Take a random class of 42 junior high school students, shackle them with exploding neck collars, and inform them that they
have to kill each other down to the last within three days. If they refuse to fight, or fail to meet their numerical objective,
the collars will detonate and they'll all die anyway in a veritable dystopian free for all.
Take a class of 42 junior high school kids, stick them in a classroom and cram them with facts and figures until
either all of their intellectual curiosity is quashed, or they go semi-postal and begin bullying one another, sometimes
committing heinous crimes, in an occasionally true-life tale of the Japanese education system.
The above analogy is somewhat of a stretch, but it hasn't been lost on the thousands of teens lining up to see
"Battle Royale," Toei's latest controversial offering from director Kinji Fukasaku. A combination of "Lord of the Flies," and
"The Running Man," "Battle Royale" has splattered its reputation from Japan to Hong Kong and into the nervous hands of U.S.
distributors. According to posts on Aintitcoolnews.com, the film's violence has companies both chomping at the bit and waffling
anxiously over a North American release.
One scene depicts a girl murdering her lovelorn boyfriend, while another shows an ambitious lad chucking an explosive that
has been stuffed inside the head of a decapitated classmate. If this has people balking, the director's cut, due for release in
April, should really get them going.
In Japan the motion picture rating system is divided into four categories: R-18 (minors eighteen and under are not allowed ),
R-15, R-12, and films for general audiences. The ratings are based primarily on the amount of violence, sexual content, and drug
use featured in the film. Nagisa Oshima's erotic masterpiece "Ai No Corrida" (In the Realm of the Senses) got an R-18 for its
frank depiction of sexuality, which involves a heroine who removes a vital part of her lover's anatomy.

++++++++++++++++++++

▸ EXERCISE INSTRUCTIONS
Copy the part of the "Battle Royale" article that starts at "distributors. According to" and ends after "North American release.", word for word.

++++++++++++++++++++

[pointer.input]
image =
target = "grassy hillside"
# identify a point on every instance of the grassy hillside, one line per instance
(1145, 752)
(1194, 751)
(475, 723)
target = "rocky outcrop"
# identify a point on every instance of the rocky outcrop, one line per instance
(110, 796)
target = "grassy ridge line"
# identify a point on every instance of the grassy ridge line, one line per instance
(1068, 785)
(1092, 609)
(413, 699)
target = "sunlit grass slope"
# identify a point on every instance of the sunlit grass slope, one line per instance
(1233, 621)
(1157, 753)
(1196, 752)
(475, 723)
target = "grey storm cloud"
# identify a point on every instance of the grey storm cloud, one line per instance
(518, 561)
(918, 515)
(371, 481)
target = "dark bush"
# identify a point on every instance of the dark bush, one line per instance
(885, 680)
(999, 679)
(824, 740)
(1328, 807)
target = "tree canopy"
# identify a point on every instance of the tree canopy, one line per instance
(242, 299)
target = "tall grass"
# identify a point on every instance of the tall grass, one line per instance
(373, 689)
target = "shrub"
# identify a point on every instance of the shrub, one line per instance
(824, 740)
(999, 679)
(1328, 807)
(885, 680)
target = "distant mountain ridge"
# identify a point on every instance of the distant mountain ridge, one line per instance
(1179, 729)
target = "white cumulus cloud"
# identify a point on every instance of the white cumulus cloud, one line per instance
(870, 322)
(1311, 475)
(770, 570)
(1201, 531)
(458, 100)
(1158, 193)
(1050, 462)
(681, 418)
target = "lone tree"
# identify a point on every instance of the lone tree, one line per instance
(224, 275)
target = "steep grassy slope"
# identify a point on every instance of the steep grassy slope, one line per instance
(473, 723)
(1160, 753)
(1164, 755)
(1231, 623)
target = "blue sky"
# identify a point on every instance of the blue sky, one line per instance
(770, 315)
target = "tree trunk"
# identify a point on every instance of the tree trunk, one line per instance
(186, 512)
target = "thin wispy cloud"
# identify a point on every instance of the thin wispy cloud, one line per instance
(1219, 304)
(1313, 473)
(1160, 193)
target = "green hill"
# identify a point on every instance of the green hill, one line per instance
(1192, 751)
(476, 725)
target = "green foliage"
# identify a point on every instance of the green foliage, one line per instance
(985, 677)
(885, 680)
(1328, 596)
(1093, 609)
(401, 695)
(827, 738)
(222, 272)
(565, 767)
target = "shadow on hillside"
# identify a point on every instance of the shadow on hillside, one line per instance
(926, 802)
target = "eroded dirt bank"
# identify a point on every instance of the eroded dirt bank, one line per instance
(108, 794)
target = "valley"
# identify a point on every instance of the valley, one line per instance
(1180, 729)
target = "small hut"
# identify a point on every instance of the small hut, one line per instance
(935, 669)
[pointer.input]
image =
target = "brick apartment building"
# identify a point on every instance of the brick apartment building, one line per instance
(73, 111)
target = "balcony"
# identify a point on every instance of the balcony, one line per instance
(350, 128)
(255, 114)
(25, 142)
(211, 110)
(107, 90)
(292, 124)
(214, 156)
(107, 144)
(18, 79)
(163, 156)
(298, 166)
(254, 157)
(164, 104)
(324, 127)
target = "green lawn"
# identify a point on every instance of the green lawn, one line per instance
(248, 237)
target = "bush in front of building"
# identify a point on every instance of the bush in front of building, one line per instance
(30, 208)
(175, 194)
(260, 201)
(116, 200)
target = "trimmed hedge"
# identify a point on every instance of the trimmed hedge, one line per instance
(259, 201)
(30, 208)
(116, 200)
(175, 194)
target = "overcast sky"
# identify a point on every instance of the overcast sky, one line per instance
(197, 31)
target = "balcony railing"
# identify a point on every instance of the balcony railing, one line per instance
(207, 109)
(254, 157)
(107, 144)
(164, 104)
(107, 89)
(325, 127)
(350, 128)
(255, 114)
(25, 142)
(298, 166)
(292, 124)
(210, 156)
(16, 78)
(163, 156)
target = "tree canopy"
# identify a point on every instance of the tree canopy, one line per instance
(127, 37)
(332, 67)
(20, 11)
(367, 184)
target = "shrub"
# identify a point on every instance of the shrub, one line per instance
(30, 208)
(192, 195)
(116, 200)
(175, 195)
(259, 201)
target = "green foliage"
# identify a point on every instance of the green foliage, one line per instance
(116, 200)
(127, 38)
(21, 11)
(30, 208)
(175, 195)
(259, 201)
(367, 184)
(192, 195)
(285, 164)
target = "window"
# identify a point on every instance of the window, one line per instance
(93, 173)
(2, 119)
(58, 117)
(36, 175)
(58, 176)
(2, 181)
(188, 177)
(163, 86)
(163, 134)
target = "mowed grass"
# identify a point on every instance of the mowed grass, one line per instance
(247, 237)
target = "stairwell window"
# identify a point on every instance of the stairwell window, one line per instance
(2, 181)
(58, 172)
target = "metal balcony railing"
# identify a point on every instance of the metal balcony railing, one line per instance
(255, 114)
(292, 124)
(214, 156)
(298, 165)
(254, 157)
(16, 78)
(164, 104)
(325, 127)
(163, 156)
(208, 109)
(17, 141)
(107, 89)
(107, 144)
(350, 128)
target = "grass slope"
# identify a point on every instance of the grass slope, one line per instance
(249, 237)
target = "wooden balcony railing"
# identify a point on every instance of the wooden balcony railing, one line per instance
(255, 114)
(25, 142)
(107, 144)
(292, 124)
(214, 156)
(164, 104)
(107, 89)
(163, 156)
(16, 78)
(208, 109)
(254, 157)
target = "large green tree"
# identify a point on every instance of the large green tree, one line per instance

++++++++++++++++++++

▸ SOLUTION TO THIS EXERCISE
distributors. According to posts on Aintitcoolnews.com, the film's violence has companies both chomping at the bit and waffling
anxiously over a North American release.